[Opening Information section]

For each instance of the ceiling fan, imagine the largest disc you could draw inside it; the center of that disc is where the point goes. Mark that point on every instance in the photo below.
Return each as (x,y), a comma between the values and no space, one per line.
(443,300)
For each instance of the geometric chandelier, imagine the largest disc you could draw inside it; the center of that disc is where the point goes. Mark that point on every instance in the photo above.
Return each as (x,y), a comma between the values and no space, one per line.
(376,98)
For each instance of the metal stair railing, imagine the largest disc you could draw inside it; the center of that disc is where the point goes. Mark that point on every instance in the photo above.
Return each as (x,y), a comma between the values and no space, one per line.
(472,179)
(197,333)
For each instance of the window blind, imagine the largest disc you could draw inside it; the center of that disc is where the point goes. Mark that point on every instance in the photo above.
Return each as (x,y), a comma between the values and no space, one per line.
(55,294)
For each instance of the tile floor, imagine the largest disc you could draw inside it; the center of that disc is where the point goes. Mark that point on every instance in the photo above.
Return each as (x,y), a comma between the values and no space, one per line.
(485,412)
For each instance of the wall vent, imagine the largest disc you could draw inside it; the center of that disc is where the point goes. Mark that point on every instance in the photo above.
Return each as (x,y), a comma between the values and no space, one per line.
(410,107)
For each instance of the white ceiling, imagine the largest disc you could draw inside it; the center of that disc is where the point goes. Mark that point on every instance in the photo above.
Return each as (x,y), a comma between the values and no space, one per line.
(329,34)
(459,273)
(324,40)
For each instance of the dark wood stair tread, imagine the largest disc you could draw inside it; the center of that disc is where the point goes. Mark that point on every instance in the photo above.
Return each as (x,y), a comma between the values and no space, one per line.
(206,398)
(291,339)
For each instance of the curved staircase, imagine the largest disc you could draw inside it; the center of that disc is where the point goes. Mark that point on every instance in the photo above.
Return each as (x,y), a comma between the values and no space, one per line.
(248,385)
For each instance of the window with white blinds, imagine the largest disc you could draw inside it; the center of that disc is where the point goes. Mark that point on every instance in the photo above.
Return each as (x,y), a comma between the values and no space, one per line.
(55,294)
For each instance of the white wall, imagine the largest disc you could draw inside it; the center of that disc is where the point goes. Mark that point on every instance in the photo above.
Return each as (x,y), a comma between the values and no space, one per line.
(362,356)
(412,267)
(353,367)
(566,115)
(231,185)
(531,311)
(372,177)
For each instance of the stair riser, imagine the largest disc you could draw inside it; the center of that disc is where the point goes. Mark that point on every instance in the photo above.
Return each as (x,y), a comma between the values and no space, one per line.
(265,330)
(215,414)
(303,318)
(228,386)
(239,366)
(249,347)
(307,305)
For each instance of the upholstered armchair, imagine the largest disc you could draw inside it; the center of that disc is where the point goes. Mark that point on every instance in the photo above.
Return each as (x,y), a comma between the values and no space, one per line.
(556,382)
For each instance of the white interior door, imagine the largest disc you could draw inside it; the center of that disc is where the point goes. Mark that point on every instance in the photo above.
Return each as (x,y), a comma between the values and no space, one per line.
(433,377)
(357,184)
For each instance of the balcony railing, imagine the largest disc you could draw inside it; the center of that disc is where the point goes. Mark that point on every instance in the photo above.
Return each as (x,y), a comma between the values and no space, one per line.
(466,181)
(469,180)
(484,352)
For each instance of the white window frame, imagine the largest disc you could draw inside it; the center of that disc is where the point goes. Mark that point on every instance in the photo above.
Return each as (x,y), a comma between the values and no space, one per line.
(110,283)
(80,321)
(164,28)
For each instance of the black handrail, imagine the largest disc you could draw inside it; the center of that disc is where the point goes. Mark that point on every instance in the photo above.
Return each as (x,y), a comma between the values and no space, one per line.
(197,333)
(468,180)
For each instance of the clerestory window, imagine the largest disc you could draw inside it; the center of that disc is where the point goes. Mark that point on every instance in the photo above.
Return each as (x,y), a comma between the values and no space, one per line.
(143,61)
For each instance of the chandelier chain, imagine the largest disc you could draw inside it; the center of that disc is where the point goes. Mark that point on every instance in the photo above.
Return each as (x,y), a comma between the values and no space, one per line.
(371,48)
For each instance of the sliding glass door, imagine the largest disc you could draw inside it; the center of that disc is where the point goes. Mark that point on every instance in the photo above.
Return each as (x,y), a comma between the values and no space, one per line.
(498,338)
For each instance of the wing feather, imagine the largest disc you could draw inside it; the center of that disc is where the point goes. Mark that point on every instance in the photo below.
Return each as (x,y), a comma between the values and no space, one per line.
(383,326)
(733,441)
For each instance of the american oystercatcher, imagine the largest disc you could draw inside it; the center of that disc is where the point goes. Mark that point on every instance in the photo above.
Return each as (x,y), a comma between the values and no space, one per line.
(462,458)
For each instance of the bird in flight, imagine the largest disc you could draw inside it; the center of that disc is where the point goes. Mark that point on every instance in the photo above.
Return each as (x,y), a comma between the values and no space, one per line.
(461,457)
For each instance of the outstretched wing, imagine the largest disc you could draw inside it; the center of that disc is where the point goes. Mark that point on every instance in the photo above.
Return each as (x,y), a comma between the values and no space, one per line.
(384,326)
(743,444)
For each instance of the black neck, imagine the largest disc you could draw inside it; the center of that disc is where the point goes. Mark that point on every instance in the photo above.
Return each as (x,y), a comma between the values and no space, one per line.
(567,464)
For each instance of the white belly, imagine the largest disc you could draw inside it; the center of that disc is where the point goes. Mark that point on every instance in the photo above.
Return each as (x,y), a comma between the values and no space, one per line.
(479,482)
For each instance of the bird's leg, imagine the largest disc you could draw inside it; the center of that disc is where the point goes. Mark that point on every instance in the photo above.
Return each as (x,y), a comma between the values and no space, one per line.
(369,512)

[Closing Information section]

Goal of the exercise =
Output exactly the lines from the one containing "For each instance of the bird's" through the last line of the entries, both ends included.

Your response =
For each instance of the bird's leg, imagine the largest disc you could draw inside it; the center of that disc is where the point goes. Mark that point on every instance in the photo above.
Return each as (x,y), a comma between the values and no space, one per line.
(369,512)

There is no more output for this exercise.